▶ Task to carry out
Put everything from the line containing "the white facade" down to the end of the material below into a Markdown table with the columns "Row" and "Line", one numbered row per line and no blank lines. Leave the pictures out.

▶ Record extracts
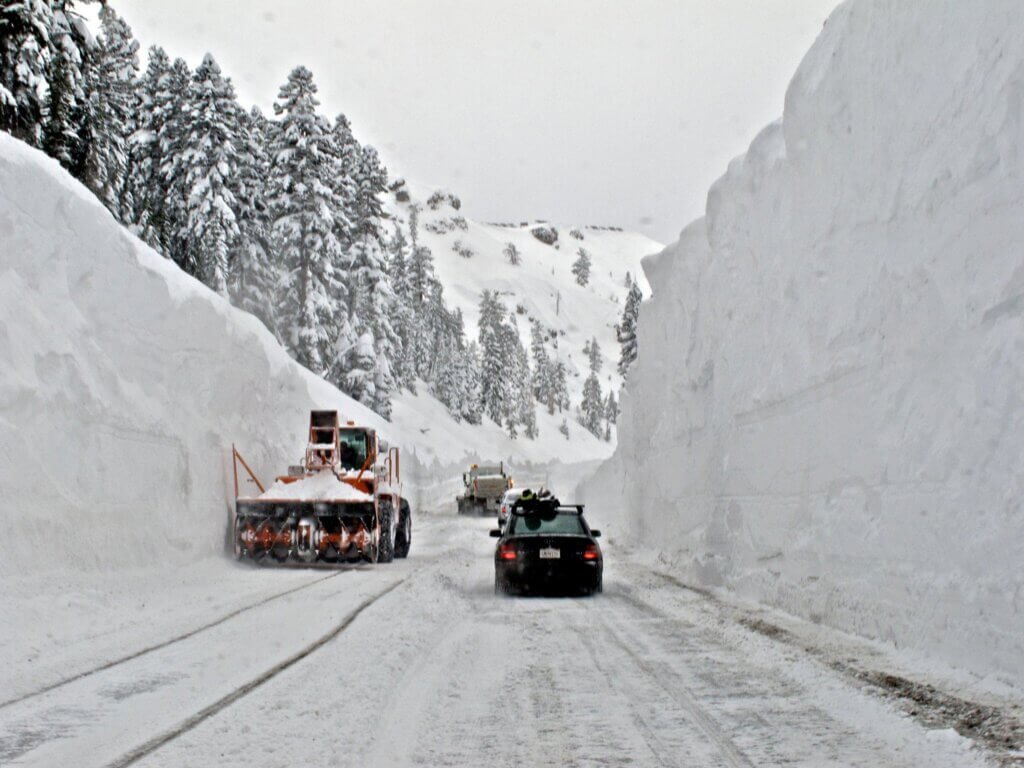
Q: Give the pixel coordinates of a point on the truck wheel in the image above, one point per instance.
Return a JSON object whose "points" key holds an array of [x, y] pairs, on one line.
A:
{"points": [[385, 547], [403, 537], [237, 548]]}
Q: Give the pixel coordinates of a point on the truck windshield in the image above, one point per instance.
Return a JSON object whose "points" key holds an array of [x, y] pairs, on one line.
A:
{"points": [[354, 446]]}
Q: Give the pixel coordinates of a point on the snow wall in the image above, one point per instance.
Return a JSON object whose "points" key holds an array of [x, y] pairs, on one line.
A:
{"points": [[123, 383], [827, 411]]}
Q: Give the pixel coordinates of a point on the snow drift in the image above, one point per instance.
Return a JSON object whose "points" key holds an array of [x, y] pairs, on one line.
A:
{"points": [[123, 383], [827, 412]]}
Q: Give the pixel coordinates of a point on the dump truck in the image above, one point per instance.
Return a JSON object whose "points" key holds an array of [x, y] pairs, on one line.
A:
{"points": [[342, 503], [485, 483]]}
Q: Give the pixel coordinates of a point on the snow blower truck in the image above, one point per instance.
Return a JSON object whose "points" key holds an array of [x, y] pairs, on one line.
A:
{"points": [[342, 504]]}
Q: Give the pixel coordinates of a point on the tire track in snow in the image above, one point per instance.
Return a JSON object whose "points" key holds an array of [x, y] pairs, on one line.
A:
{"points": [[728, 750], [224, 701], [165, 643]]}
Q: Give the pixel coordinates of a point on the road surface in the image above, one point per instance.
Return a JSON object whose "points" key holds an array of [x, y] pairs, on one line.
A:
{"points": [[420, 664]]}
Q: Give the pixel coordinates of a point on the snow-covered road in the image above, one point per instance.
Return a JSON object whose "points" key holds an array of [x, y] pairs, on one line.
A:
{"points": [[420, 664]]}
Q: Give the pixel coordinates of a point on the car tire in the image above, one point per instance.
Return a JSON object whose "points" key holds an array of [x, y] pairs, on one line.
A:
{"points": [[403, 536], [501, 587], [385, 546]]}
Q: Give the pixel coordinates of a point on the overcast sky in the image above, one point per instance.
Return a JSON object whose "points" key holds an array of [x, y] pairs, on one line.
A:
{"points": [[577, 111]]}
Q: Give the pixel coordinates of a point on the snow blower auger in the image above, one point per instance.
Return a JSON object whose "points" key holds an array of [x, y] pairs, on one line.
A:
{"points": [[342, 504]]}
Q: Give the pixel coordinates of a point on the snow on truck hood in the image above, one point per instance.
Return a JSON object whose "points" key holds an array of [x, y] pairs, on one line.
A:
{"points": [[321, 486]]}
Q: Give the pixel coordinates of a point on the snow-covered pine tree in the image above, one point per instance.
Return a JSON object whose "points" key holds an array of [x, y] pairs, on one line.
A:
{"points": [[253, 275], [593, 407], [469, 381], [303, 206], [494, 384], [345, 159], [559, 395], [627, 330], [173, 103], [110, 111], [371, 311], [371, 184], [611, 408], [57, 139], [512, 254], [541, 383], [421, 281], [525, 404], [25, 42], [145, 182], [402, 315], [208, 160], [594, 357], [72, 41], [581, 267]]}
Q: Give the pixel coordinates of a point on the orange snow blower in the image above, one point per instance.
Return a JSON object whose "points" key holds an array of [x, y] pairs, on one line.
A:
{"points": [[342, 504]]}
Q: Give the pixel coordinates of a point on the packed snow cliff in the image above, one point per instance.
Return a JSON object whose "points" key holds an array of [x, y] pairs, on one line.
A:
{"points": [[124, 382], [827, 411]]}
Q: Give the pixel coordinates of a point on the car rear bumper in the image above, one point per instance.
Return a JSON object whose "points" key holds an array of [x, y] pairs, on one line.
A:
{"points": [[550, 578]]}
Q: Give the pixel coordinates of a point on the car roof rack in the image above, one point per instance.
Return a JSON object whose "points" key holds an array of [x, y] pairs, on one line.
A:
{"points": [[532, 506]]}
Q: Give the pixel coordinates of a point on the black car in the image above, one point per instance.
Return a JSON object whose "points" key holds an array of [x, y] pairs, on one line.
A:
{"points": [[547, 548]]}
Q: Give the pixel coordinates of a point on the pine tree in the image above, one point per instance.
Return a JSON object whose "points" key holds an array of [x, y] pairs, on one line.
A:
{"points": [[345, 159], [559, 395], [253, 273], [541, 383], [57, 140], [627, 330], [524, 402], [611, 408], [469, 384], [371, 311], [172, 111], [494, 385], [371, 183], [25, 42], [594, 357], [67, 118], [592, 409], [402, 317], [110, 111], [303, 205], [209, 162], [512, 254], [581, 267]]}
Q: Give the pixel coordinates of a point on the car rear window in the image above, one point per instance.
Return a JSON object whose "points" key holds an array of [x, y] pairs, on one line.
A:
{"points": [[561, 523]]}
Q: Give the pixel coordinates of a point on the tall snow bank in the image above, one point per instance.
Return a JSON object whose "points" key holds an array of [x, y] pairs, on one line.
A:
{"points": [[827, 412], [123, 383]]}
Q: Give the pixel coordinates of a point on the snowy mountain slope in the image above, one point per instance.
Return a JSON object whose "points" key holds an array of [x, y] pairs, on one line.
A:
{"points": [[543, 285], [826, 414], [123, 383]]}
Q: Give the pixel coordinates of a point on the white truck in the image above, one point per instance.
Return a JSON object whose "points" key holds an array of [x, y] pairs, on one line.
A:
{"points": [[485, 483]]}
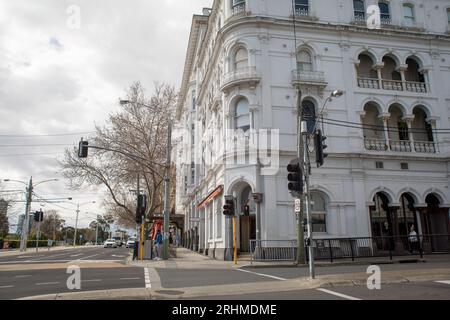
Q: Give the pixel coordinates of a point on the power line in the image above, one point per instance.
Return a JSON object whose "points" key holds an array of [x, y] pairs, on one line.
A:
{"points": [[34, 145], [44, 135]]}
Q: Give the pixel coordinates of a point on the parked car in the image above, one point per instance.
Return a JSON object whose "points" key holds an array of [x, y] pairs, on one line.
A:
{"points": [[110, 243], [130, 243]]}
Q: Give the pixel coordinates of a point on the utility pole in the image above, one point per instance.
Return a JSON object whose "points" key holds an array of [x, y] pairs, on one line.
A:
{"points": [[300, 148], [167, 193], [26, 220], [76, 226], [306, 168]]}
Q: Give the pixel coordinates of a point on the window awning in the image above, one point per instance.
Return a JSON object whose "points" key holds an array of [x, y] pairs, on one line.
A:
{"points": [[214, 194]]}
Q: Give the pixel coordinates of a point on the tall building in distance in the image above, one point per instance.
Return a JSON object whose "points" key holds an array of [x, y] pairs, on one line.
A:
{"points": [[388, 136]]}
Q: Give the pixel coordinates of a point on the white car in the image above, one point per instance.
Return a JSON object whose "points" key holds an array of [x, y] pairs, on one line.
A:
{"points": [[110, 243]]}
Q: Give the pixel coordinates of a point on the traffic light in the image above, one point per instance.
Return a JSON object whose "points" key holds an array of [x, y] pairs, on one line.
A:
{"points": [[38, 216], [295, 177], [83, 149], [141, 207], [228, 208], [319, 140]]}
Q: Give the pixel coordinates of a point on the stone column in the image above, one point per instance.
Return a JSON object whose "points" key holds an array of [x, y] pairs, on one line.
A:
{"points": [[402, 68], [385, 117], [409, 119]]}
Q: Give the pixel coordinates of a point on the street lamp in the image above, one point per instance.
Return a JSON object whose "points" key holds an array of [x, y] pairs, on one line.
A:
{"points": [[26, 221], [76, 221], [166, 185]]}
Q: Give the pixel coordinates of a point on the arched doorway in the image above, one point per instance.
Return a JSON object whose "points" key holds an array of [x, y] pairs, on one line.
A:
{"points": [[247, 218], [435, 224]]}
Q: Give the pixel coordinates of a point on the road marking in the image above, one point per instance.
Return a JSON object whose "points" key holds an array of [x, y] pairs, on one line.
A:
{"points": [[46, 283], [262, 274], [338, 294], [148, 285]]}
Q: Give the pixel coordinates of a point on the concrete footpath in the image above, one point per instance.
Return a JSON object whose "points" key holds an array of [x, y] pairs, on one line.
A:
{"points": [[190, 260]]}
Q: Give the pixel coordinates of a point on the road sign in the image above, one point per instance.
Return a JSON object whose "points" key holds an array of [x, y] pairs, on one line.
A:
{"points": [[297, 206]]}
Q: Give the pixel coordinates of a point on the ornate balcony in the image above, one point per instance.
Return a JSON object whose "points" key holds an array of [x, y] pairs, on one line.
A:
{"points": [[375, 144], [425, 146], [400, 145], [393, 85], [316, 78], [246, 75], [368, 83]]}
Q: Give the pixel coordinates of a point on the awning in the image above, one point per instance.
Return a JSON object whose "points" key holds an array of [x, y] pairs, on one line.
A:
{"points": [[210, 197]]}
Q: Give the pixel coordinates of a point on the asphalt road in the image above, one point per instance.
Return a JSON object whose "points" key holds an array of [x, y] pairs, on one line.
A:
{"points": [[409, 291], [64, 256], [36, 280]]}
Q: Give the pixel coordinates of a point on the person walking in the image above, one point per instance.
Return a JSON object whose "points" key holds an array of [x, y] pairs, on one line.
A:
{"points": [[157, 245], [413, 240]]}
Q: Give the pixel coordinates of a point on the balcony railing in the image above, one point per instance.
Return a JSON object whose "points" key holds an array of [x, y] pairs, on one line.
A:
{"points": [[375, 144], [308, 77], [400, 145], [359, 17], [368, 83], [241, 75], [238, 8], [302, 11], [394, 85], [416, 86], [425, 146]]}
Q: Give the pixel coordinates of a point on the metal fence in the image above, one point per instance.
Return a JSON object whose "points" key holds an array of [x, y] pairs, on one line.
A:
{"points": [[353, 248]]}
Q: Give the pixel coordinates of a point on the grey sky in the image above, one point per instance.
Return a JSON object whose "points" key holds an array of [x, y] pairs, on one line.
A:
{"points": [[61, 72]]}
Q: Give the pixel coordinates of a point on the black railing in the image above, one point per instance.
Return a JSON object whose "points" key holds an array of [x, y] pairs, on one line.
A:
{"points": [[354, 248]]}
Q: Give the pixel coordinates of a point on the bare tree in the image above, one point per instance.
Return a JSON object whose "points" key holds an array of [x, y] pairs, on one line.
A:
{"points": [[135, 140]]}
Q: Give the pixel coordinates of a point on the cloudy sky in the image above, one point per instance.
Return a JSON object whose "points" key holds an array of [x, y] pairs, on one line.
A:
{"points": [[63, 67]]}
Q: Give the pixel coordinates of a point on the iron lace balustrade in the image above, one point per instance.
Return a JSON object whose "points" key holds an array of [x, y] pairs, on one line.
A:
{"points": [[400, 145], [368, 83], [375, 144], [425, 146]]}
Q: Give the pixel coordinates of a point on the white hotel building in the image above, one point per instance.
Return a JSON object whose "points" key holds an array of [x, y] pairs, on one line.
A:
{"points": [[388, 135]]}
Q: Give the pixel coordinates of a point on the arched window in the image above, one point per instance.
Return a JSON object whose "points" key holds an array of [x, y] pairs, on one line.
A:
{"points": [[359, 10], [242, 115], [304, 61], [318, 212], [407, 214], [385, 12], [408, 15], [240, 59], [302, 7], [309, 115]]}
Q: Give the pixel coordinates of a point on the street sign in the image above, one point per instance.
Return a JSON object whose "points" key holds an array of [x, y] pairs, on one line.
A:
{"points": [[297, 206]]}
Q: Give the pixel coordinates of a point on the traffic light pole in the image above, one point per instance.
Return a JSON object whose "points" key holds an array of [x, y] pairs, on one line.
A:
{"points": [[306, 168], [26, 220], [300, 235], [167, 194]]}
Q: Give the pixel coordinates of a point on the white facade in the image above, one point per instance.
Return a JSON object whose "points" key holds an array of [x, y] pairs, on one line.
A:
{"points": [[241, 71]]}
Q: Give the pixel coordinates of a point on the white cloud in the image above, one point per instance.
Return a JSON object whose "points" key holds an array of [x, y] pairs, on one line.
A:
{"points": [[56, 79]]}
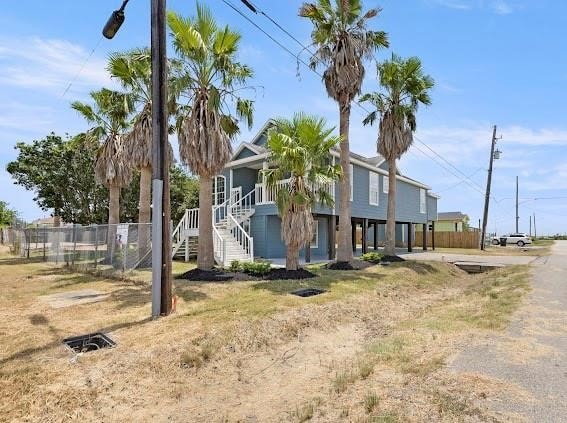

▶ Problem solution
| Row | Line |
|---|---|
| 1 | Q: Give the pixel coordinates of a point on the white facade in the image above, one point per instance. |
| 2 | Return a JSON object whose "points" key holds an array of [x, y] pairs, on one line. |
| 3 | A: |
| 4 | {"points": [[241, 71]]} |
| 5 | Q: Give the pixel coordinates of a point on the white cloud in the image above, one point per instance. |
| 6 | Return a JSON object whose "points" key holds an array of [x, y] pairs, on one line. |
| 7 | A: |
| 8 | {"points": [[56, 79]]} |